## Data entries
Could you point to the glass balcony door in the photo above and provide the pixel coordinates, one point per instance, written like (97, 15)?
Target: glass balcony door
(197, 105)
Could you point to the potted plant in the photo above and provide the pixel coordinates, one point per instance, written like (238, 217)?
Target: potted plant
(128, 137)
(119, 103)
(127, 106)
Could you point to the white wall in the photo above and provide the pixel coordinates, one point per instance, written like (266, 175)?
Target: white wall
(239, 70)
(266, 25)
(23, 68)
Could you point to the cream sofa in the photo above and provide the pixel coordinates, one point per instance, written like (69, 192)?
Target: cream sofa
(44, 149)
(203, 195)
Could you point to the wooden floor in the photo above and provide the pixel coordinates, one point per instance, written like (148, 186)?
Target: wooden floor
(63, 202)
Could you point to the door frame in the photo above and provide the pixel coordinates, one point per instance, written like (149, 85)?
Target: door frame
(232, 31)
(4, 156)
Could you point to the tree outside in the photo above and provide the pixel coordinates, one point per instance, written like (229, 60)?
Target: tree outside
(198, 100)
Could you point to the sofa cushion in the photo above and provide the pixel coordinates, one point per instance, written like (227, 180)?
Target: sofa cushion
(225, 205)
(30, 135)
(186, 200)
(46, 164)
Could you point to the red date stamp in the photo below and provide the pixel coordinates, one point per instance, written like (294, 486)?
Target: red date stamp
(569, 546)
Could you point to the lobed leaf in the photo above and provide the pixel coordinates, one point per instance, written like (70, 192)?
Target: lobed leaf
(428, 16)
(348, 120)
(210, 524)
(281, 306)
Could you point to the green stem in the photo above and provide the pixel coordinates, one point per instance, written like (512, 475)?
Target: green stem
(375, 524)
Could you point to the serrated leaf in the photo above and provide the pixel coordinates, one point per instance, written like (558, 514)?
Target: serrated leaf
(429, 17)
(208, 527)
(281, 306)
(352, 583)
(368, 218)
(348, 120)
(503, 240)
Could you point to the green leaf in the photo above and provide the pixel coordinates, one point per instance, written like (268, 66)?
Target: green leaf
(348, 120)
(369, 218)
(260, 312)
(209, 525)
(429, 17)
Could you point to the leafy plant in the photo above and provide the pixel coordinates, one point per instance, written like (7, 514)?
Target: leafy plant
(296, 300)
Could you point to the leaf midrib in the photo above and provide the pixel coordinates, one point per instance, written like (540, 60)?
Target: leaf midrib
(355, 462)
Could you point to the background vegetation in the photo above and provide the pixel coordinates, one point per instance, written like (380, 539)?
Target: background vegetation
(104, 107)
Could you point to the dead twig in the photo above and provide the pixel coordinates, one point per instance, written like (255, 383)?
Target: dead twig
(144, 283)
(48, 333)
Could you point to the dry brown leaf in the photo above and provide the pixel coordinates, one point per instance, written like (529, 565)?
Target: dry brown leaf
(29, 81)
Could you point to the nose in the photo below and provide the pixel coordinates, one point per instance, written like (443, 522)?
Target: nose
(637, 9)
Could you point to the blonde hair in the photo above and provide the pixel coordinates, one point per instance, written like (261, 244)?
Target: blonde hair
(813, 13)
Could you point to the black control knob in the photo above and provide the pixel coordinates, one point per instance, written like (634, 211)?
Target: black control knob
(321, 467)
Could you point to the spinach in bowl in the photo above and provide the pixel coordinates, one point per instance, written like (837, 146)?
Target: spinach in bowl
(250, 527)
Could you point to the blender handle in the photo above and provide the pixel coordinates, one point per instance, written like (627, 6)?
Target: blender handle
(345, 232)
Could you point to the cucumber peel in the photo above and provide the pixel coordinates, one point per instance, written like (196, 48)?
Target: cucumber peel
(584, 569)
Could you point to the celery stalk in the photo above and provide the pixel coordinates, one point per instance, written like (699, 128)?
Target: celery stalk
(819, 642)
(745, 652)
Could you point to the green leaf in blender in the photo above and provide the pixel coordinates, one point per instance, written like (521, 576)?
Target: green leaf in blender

## What the exercise asks
Write every line of the material above again, exactly.

## Final result
Could you point to the glass balcony door in the photo above and provide the pixel coordinates, one point per instance, written like (97, 15)?
Target: glass balcony door
(197, 105)
Could you point to the potted plant in the photo above and provide the pixel coordinates, one point per instance, written like (238, 217)?
Target: potted plant
(128, 137)
(119, 103)
(127, 106)
Could you point to the white wall in the photo above and provide the pixel coordinates, one point per instance, written like (266, 175)?
Target: white wall
(239, 70)
(266, 25)
(23, 68)
Could you point to the cream sofa in the photo above and provide the pixel coordinates, one point per instance, written like (69, 192)?
Target: cream sofa
(44, 149)
(203, 195)
Could you point to the wooden floor in the photo above and provide the pixel coordinates, one point per instance, written like (148, 186)?
Target: wooden floor
(63, 202)
Could you point to the door frame in the photo above and provide the pixel coordinates, one point per instance, written like (149, 85)?
Target: door frame
(232, 31)
(4, 156)
Could you point to the tree outside in the photo above and provide the pixel coordinates, one point per instance, written like (229, 60)?
Target: tree outside
(198, 100)
Could you point to the sofa cushion in the photo above and provide the pixel coordinates, one point per instance, written like (227, 180)?
Target: sofa cushion
(225, 205)
(30, 135)
(186, 200)
(46, 164)
Could you point to the red date stamp in the photo below and provide the pixel coordinates, one point per instance, written like (294, 486)?
Target: red date stamp
(569, 546)
Could you point to the lobed leaf in the photo above and provide the pixel coordinates, one point per instance, written like (70, 192)?
Target: lobed leaf
(428, 16)
(348, 120)
(210, 524)
(281, 306)
Could you point to the green stem in the photo above and provide the pixel coordinates, one point per instance, written like (512, 475)?
Target: green stem
(375, 524)
Could you point to the serrated leaf in the photo above and provide the pixel coordinates, one point per instance, written like (558, 514)?
Target: serrated leaf
(429, 17)
(208, 527)
(281, 306)
(352, 583)
(368, 218)
(348, 120)
(503, 240)
Could you point to the green leaf in the photo above and provide the pixel coordinates, one point per instance, written like (268, 66)?
Target: green leaf
(348, 120)
(369, 218)
(260, 312)
(209, 525)
(429, 17)
Could you point to the leafy plant in the photo above and provide the pixel coordinates, one point per instance, written like (7, 514)?
Target: leafy plant
(296, 300)
Could you point to the leaf midrib in the photo above and provide the pixel coordinates, one point per instance, written like (540, 60)?
Target: leaf midrib
(355, 462)
Could you point to the background vegetation in the photo above and provide the pixel coordinates, one point per instance, written like (380, 539)?
Target: background vegetation
(104, 107)
Could you point to the dead twig in the photo above and provide the pixel coordinates, one point per instance, written like (255, 383)?
Target: dead twig
(144, 283)
(48, 333)
Could you point to the dry brown leaf in the photo above and provide the pixel coordinates, one point per instance, written like (529, 565)?
Target: dry brown leaf
(29, 81)
Could you point to the nose in the photo below and provide the pixel coordinates, one point per instance, written like (443, 522)?
Target: nose
(637, 9)
Could you point to the blonde hair in the photo above and provide the pixel coordinates, one point per instance, written like (261, 244)?
Target: blonde hair
(813, 13)
Could you point to the black control knob in the photo above and provide the pixel coordinates, one point per instance, written like (634, 211)?
Target: black control knob
(321, 467)
Could you point to the spinach in bowl in the photo above and provide the pixel coordinates, one point per instance, written like (837, 146)?
Target: spinach in bowl
(250, 527)
Could you point to the blender handle in the photo above and provide the pixel coordinates, one point per instance, written like (627, 6)?
Target: blender handle
(345, 232)
Could you point to the cucumber peel in the photo above and provide the pixel coordinates, one point per instance, written like (196, 48)?
Target: cucumber peel
(584, 569)
Could you point to the celery stalk in the photo above and provide the pixel coordinates, one point per instance, written like (699, 128)?
Target: celery stalk
(819, 642)
(745, 652)
Could you point to the green leaf in blender in the photo above and provide the pixel coordinates, one point per instance, written like (521, 576)?
Target: green leaf in blender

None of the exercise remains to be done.